• Исходный текст:
--------------------------------------------------

Основные силы своих войск Вашингтон отвел на зиму в Морристаун в Нью-Джерси. Снег выпал рано, и солдаты вырубили две тысячи акров леса, чтобы построить городок из тысячи деревянных хижин. 1 декабря в лагерь переселился Вашингтон, обосновавшись в симпатичном трехэтажном доме миссис Феодосии Форд, со ставнями и мансардой, который мог показаться дворцом по сравнению с домиком Поттса в Вэлли-Фордж. Через месяц Марта Вашингтон приехала к мужу (она успела увидеть свою третью внучку, Нелли, и убедиться, что с ребенком и его матерью всё в порядке). Но хозяйка дома отказалась съезжать и занимала две из четырех комнат на первом этаже, а в тесной кухоньке толклись, мешая друг другу, 18 слуг Вашингтона и прислуга миссис Форд. Адъютанты жили в двух комнатах наверху, для работы пришлось соорудить деревянную пристройку.
В середине декабря генерал сообщал Конгрессу, что его армия уже несколько дней сидит без хлеба и, если не принять срочных мер, запросто может разбежаться. Из Нью-Йорка доходили слухи о мятежных настроениях среди голодающих ополченцев, и Вашингтон опасался, что они перекинутся в Нью-Джерси. Голодные и деморализованные солдаты стали бы легкой добычей для Генри Клинтона, двинься он вдруг на Морристаун. Нервы Вашингтона были натянуты до предела; по словам Грина, он ругал всех подряд, и правых, и виноватых.

--------------------------------------------------

• Набор данных:
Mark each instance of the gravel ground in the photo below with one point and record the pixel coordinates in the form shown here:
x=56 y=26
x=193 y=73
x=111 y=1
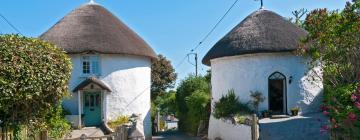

--------------------------------------------------

• Задание 1: Перепишите из текста о зимовке армии Вашингтона в Морристауне отрывок от слов «Основные силы своих» до слов «соорудить деревянную пристройку.».
• Задание 2: Продолжите текст о зимовке армии Вашингтона в Морристауне, начав сразу после его последнего предложения.

• Ответ 1:
Основные силы своих войск Вашингтон отвел на зиму в Морристаун в Нью-Джерси. Снег выпал рано, и солдаты вырубили две тысячи акров леса, чтобы построить городок из тысячи деревянных хижин. 1 декабря в лагерь переселился Вашингтон, обосновавшись в симпатичном трехэтажном доме миссис Феодосии Форд, со ставнями и мансардой, который мог показаться дворцом по сравнению с домиком Поттса в Вэлли-Фордж. Через месяц Марта Вашингтон приехала к мужу (она успела увидеть свою третью внучку, Нелли, и убедиться, что с ребенком и его матерью всё в порядке). Но хозяйка дома отказалась съезжать и занимала две из четырех комнат на первом этаже, а в тесной кухоньке толклись, мешая друг другу, 18 слуг Вашингтона и прислуга миссис Форд. Адъютанты жили в двух комнатах наверху, для работы пришлось соорудить деревянную пристройку.

• Ответ 2:
Второго января 1780 года повалил густой снег и не прекращался четыре дня. Метель намела сугробы в полтора метра высотой, нарушив всякое сообщение с лагерем. Ударил мороз; Нью-Йоркская бухта покрылась достаточно толстым льдом, чтобы по нему можно было переправить пушки. Вашингтон загорелся идеей устроить неожиданное нападение на британский гарнизон на острове Статен: лорд Стерлинг с двумя с половиной тысячами солдат перейдет по льду в Нью-Йорк, отобьет обоз и пригонит овец и скот. Эта идея настолько захватила генерала, что он даже стал бояться оттепели, которая могла порушить его планы. Однако британцев кто-то о них известил, эффект неожиданности был утрачен, и от затеи пришлось отказаться. У солдат, назначенных для рейда, отобрали шапки и рукавицы.
Пока же им приходилось «воевать» с местным населением, не желавшим отдавать свое добро за «бумажки». Не проходило ночи, чтобы солдаты не отправлялись на грабеж. Строгость не помогала; Вашингтон был вынужден признать свое бессилие перед мародерством, бесчестящим его армию.
Под завывания пурги Вашингтон строчил тревожные письма в Конгресс: «Многие уже четыре-пять дней не видели мяса, запасы хлеба на исходе». Голодные люди грызли древесную кору, варили башмаки, убивали домашних собак. По выражению Вашингтона, его солдаты ели то же, что и лошади, за исключением сена. Квартирмейстер Грин между тем возмущался, что «страна, в которой всего в изобилии, допускает, чтобы армия, используемая для защиты всего самого дорогого и ценного, погибала от нехватки пищи». Ситуацию исправить не удавалось даже реквизициями.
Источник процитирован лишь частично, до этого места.